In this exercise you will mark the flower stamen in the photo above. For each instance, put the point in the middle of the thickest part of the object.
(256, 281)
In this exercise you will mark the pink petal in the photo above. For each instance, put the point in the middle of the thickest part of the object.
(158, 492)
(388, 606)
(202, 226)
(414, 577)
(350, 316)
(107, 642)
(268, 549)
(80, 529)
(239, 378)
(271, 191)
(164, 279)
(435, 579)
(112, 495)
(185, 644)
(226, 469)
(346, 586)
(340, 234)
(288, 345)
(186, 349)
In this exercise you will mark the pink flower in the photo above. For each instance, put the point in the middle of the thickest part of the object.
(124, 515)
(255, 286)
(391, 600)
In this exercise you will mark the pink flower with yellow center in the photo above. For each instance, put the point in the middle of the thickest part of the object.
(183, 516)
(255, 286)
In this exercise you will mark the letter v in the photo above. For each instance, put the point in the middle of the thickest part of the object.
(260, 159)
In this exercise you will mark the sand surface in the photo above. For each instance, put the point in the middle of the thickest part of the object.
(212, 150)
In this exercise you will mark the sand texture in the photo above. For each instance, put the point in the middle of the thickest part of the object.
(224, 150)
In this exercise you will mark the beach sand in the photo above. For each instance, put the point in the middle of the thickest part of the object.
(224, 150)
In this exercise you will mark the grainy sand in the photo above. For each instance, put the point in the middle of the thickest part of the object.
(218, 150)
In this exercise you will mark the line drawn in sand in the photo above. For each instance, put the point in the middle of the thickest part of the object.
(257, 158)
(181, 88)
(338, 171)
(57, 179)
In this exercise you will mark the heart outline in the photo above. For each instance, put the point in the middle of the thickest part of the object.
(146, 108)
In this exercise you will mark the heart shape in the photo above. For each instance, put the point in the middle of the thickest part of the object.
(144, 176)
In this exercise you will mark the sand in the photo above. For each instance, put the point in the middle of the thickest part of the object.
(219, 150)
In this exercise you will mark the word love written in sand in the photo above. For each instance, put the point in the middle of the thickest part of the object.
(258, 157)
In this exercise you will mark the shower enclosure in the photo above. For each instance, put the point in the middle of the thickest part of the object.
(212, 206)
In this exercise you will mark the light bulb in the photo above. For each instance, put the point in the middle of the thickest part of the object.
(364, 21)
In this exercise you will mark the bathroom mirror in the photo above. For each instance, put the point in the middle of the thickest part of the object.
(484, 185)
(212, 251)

★ ★ ★ ★ ★ ★ ★

THE PROBLEM: Write out every entry verbatim.

SOLUTION TO THE EXERCISE:
In this exercise you will mark the flower stamen in the photo above. For each instance, put the point in the middle of the thickest part of the object.
(256, 281)
In this exercise you will mark the pink petal in the photo above. For each instance, put the point in the middle of the thickest part of the object.
(158, 492)
(388, 606)
(202, 226)
(414, 577)
(350, 316)
(107, 642)
(268, 549)
(80, 529)
(239, 378)
(271, 191)
(164, 279)
(435, 579)
(112, 495)
(185, 644)
(226, 469)
(346, 586)
(340, 234)
(288, 345)
(186, 349)
In this exercise you will mark the pink flower in the photo above. For each instance, put the point in the middle of the thickest part of the object.
(124, 515)
(255, 286)
(391, 600)
In this exercise you will mark the pink flower with yellow center in the photo above. For each instance, put the point in the middle of the thickest part of the object.
(183, 516)
(255, 286)
In this exercise you will mark the letter v in the photo above. For each instance, put the point in the middle of the thickest part of the object.
(260, 159)
In this exercise you will mark the sand surface in the photo above. For each instance, put the point in the middle of the thickest part of the object.
(212, 150)
In this exercise you will mark the sand texture in the photo above. For each instance, put the point in the middle of the thickest part of the object.
(224, 150)
In this exercise you will mark the beach sand in the photo above. For each instance, put the point in the middle of the thickest part of the object.
(224, 150)
In this exercise you will mark the grainy sand in the photo above. For each instance, put the point in the middle of the thickest part of the object.
(218, 150)
In this exercise you will mark the line drawn in sand in the photo above. For each instance, put the point in the middle of the thickest part of the object.
(257, 158)
(181, 88)
(338, 171)
(57, 179)
In this exercise you will mark the heart outline in the photo above. For each instance, put the point in the middle of the thickest part of the object.
(146, 108)
In this exercise you will mark the heart shape in the photo above. For each instance, put the point in the middle of the thickest part of the object.
(144, 176)
In this exercise you will mark the sand in the photo above. For each instance, put the point in the middle of the thickest part of the object.
(219, 150)
In this exercise you will mark the word love written in sand in the photo above. For each instance, put the point in the middle of the thickest part of the object.
(258, 157)
In this exercise you will mark the shower enclosure in the photo above. For each instance, put the point in the middle of the thickest part of the object.
(212, 206)
In this exercise you will mark the light bulb in the photo above. For each instance, put the point in the middle of the thickest part of the object.
(364, 21)
In this exercise you will mark the bathroom mirror in the photo above. For each instance, put the point in the middle of the thickest part of the object.
(484, 185)
(212, 251)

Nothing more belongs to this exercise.